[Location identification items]

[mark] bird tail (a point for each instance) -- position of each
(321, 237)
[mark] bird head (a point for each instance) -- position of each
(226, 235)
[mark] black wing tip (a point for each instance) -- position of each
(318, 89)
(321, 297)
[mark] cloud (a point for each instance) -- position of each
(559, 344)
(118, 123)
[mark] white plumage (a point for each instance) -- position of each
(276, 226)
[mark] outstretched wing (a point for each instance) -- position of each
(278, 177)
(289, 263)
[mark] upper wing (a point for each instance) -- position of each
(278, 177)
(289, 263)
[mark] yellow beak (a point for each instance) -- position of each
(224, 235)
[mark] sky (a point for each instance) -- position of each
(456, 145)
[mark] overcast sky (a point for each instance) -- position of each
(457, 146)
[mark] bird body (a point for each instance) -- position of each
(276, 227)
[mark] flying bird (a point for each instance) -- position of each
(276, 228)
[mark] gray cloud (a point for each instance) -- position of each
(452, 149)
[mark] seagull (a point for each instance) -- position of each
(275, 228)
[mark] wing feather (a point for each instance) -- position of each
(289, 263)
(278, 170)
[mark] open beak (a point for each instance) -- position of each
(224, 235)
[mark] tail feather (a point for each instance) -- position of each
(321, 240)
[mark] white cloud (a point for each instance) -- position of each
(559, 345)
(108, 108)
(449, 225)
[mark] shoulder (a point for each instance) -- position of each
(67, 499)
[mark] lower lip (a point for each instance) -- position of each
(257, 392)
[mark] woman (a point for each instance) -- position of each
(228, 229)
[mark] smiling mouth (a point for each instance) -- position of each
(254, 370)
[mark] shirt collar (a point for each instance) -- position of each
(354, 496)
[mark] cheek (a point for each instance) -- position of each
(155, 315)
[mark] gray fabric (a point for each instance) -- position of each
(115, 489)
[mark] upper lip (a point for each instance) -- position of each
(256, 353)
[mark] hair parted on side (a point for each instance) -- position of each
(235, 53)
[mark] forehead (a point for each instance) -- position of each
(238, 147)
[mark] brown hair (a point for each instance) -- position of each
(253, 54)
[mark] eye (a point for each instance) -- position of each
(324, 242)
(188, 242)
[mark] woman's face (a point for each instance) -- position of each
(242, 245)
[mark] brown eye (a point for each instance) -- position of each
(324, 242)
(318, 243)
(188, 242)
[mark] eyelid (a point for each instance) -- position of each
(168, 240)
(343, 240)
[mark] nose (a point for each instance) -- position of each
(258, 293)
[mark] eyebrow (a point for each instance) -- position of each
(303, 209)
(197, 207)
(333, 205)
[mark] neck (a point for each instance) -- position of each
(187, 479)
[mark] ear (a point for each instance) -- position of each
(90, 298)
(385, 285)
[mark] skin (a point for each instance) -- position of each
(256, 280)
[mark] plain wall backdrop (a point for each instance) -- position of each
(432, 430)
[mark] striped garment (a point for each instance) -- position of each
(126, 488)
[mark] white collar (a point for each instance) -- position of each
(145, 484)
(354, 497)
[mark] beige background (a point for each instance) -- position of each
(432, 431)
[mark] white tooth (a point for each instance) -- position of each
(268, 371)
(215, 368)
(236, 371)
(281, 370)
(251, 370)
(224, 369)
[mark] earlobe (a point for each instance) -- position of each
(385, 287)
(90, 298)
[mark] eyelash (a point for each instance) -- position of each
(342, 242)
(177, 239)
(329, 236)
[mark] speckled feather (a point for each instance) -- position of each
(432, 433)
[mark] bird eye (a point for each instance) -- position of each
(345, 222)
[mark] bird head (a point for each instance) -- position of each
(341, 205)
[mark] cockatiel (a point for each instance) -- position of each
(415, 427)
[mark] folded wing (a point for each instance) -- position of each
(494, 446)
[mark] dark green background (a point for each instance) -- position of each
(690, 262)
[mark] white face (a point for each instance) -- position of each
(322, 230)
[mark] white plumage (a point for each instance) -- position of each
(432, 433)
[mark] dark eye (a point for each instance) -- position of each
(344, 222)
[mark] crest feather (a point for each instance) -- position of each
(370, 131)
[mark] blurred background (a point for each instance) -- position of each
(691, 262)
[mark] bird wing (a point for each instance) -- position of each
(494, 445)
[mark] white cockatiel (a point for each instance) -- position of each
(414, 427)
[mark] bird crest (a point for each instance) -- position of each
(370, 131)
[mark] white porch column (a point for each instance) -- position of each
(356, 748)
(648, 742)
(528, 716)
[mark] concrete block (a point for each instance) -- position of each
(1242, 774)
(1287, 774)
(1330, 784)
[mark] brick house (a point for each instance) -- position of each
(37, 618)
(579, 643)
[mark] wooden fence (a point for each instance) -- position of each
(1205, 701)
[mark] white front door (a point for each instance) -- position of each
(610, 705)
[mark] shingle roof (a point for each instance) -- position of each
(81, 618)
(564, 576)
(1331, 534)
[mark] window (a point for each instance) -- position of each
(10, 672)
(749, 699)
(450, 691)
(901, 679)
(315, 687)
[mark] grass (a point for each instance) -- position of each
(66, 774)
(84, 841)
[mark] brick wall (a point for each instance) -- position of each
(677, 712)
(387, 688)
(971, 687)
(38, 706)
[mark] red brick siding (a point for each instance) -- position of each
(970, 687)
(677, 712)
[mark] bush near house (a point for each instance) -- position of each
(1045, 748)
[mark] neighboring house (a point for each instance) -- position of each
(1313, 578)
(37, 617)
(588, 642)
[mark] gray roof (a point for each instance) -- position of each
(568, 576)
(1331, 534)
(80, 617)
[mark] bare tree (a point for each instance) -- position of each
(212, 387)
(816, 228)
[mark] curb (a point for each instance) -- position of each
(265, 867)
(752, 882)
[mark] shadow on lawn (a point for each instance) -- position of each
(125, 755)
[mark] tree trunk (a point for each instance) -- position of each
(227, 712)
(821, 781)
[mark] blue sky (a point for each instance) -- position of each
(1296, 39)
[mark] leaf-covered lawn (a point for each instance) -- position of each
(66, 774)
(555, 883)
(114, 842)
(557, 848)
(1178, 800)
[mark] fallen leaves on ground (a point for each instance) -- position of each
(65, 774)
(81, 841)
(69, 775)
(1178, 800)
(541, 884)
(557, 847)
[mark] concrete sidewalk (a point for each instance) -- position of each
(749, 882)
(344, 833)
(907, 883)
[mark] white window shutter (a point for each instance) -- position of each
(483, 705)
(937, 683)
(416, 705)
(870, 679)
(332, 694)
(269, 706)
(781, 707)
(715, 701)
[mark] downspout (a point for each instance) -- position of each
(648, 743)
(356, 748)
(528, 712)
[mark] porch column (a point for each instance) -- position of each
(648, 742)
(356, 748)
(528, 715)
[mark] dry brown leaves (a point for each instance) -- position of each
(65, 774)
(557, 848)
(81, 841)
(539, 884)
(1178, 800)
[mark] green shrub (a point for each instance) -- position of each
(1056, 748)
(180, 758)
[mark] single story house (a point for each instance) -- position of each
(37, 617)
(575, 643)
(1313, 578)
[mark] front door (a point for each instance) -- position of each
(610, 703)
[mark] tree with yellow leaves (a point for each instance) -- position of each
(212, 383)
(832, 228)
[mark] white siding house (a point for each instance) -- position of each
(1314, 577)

§ Task brief:
Convert all the records above into a two-column CSV with the headers "item" and "points", one row per request: put the request text under "item" and its answer under "points". Wrap each field in quotes and replace any line breaks with spaces.

§ Written solution:
item,points
"[mark] bird tail (a point for each instance) -- position of each","(321, 237)"
"[mark] bird head (a point for each instance) -- position of each","(226, 235)"
"[mark] black wing tip (a point for each instance) -- position of each","(318, 89) (321, 297)"
"[mark] cloud (a point for each instance) -- position of each","(559, 344) (118, 123)"
"[mark] white plumage (a point for each instance) -- position of each","(276, 226)"
"[mark] outstretched wing (a point for each instance) -- position of each","(278, 177) (289, 263)"
"[mark] upper wing (a point for each instance) -- position of each","(278, 177) (289, 263)"
"[mark] yellow beak (a point for each instance) -- position of each","(224, 235)"
"[mark] sky (a point for each instance) -- position of each","(456, 145)"
"[mark] overcast sky (a point for each instance) -- position of each","(457, 146)"
"[mark] bird body (a point for each instance) -- position of each","(276, 227)"
"[mark] flying bird (a point for each instance) -- position of each","(276, 228)"
"[mark] gray cloud (a point for each instance) -- position of each","(452, 149)"
"[mark] seagull (a point for each instance) -- position of each","(275, 228)"
"[mark] wing feather (a point for each instance) -- position of each","(289, 263) (278, 170)"
"[mark] open beak (a point for each instance) -- position of each","(224, 235)"
"[mark] tail feather (a point for each instance) -- position of each","(321, 240)"
"[mark] white cloud (a point for each instance) -- position of each","(559, 345) (108, 108) (449, 225)"
"[mark] shoulder (a point for each instance) -- position of each","(67, 499)"
"[mark] lower lip (a point for each instance) -- position of each","(257, 392)"
"[mark] woman (a point for each instance) -- position of each","(228, 229)"
"[mark] smiling mouth (a point for each instance) -- position of each","(254, 370)"
"[mark] shirt collar (a point for each instance) -- position of each","(354, 496)"
"[mark] cheek (a point for each instance) -- position of each","(155, 315)"
"[mark] gray fabric (a point for each instance) -- position of each","(115, 489)"
"[mark] upper lip (a point for each instance) -- position of each","(256, 353)"
"[mark] hair parted on side (a point for each instance) -- position of each","(235, 53)"
"[mark] forehead (a point for each instance) -- position of each","(238, 147)"
"[mark] brown hair (a point for each instance) -- position of each","(253, 54)"
"[mark] eye (a point for each instance) -- position of each","(324, 242) (188, 242)"
"[mark] woman's face (a point for each instance) -- position of each","(242, 245)"
"[mark] brown eye (a point for each instance) -- position of each","(324, 242) (318, 243) (188, 242)"
"[mark] eyelid (a point for each instance) -- position of each","(168, 240) (343, 240)"
"[mark] nose (a point for each instance) -- position of each","(258, 293)"
"[mark] eyebrow (a point for each instance) -- position of each","(303, 209) (197, 207) (333, 205)"
"[mark] neck (a point for each instance) -- position of each","(187, 479)"
"[mark] ear (a point for each instance) -- position of each","(90, 298) (385, 285)"
"[mark] skin (a point for each instance) -- position of each","(256, 280)"
"[mark] plain wall backdrop (a point for each instance) -- position of each","(432, 430)"
"[mark] striped garment (a point for each instance) -- position of each","(126, 488)"
"[mark] white collar (a point for each instance) -- position of each","(145, 484) (354, 497)"
"[mark] beige background (a point for each instance) -- position of each","(432, 431)"
"[mark] white tooth (a point for each instance) -- position of each","(268, 371) (215, 368) (236, 371) (281, 370) (251, 370) (224, 369)"
"[mark] earlobe (a point for each instance) -- position of each","(385, 287) (90, 298)"
"[mark] eyelash (a point for each instance) -- position of each","(342, 242) (177, 239) (329, 236)"
"[mark] speckled feather (a point for each instance) -- position of each","(432, 433)"
"[mark] bird eye (a point for each instance) -- position of each","(345, 222)"
"[mark] bird head (a point for each instance) -- position of each","(341, 205)"
"[mark] cockatiel (a point for each instance) -- position of each","(415, 427)"
"[mark] folded wing (a point for each instance) -- position of each","(494, 446)"
"[mark] dark green background (a point for each instance) -- position of each","(690, 262)"
"[mark] white face (a point for each instance) -- position of each","(322, 230)"
"[mark] white plumage (a point for each instance) -- position of each","(432, 433)"
"[mark] dark eye (a point for each instance) -- position of each","(344, 222)"
"[mark] crest feather (a point for each instance) -- position of each","(370, 131)"
"[mark] blurred background (a point for each instance) -- position of each","(691, 262)"
"[mark] bird wing (a point for each instance) -- position of each","(494, 445)"
"[mark] white cockatiel (a point for each instance) -- position of each","(414, 427)"
"[mark] bird crest (a point for each instance) -- position of each","(370, 131)"
"[mark] white porch column (a point for each instance) -- position of each","(356, 748) (648, 742) (528, 716)"
"[mark] concrete block (a point for each instance) -- position of each","(1242, 774) (1287, 774) (1330, 784)"
"[mark] brick house (a point for each instance) -- position of each","(37, 618) (579, 643)"
"[mark] wooden fence (a point for each instance) -- position of each","(1205, 701)"
"[mark] white front door (a point for each instance) -- position of each","(610, 705)"
"[mark] shingle roof (a point for each instance) -- position of each","(81, 618) (564, 576) (1331, 534)"
"[mark] window (a point for each instance) -- position of each","(10, 672) (749, 699) (450, 691) (901, 679) (315, 687)"
"[mark] grass (a point for each instance) -- position of each","(66, 774) (84, 841)"
"[mark] brick wall (a point for each instance) -- position of each","(677, 712) (387, 688) (971, 687) (38, 706)"
"[mark] red brick siding (a point for each instance) -- position of each","(970, 687) (677, 712)"
"[mark] bush near house (a point for each instance) -- position of each","(1045, 748)"
"[mark] neighboring house (a point for each instance) -- position of each","(1313, 578) (37, 617) (588, 642)"
"[mark] gray roof (a point for each instance) -- position of each","(568, 576) (1331, 534) (80, 617)"
"[mark] bare tree (a point for each instance) -- position of each","(212, 387) (816, 228)"
"[mark] curb (a point for each instance) -- position of each","(265, 867) (752, 882)"
"[mark] shadow on lawn (a point for each instance) -- position of each","(125, 755)"
"[mark] tree trunk (a point for each instance) -- position of each","(227, 712) (821, 781)"
"[mark] blue sky (a point for each instance) -- position of each","(1296, 39)"
"[mark] leaf-covered lawn (a point for each instance) -- position of each","(66, 774) (555, 883) (114, 842) (557, 848) (1178, 800)"
"[mark] fallen leaves on ground (a point for each instance) -- position of each","(65, 774) (81, 841) (69, 775) (1178, 800) (541, 884) (557, 847)"
"[mark] concrete sidewalk (a point for each instance) -- position of each","(749, 882) (344, 833) (907, 883)"
"[mark] white window shutter (a point for each instance) -- position of each","(483, 705) (937, 683) (416, 705) (870, 679) (332, 694) (269, 706) (781, 707) (715, 701)"
"[mark] downspout (a point for each instance) -- position of each","(648, 743) (356, 748) (528, 712)"
"[mark] porch column (a point for each instance) -- position of each","(648, 742) (356, 748) (528, 715)"
"[mark] dry brown leaves (a point for each instance) -- position of each","(65, 774) (557, 848) (81, 841) (539, 884) (1178, 800)"
"[mark] green shrub (a point for each instance) -- position of each","(1056, 748) (180, 758)"
"[mark] single story house (a point for each instance) -- position of each","(37, 617) (575, 643) (1313, 578)"
"[mark] front door (a point for each instance) -- position of each","(610, 703)"
"[mark] tree with yellow leaves (a point for each instance) -- position of each","(212, 383) (832, 228)"
"[mark] white siding house (a point for each instance) -- position of each","(1314, 577)"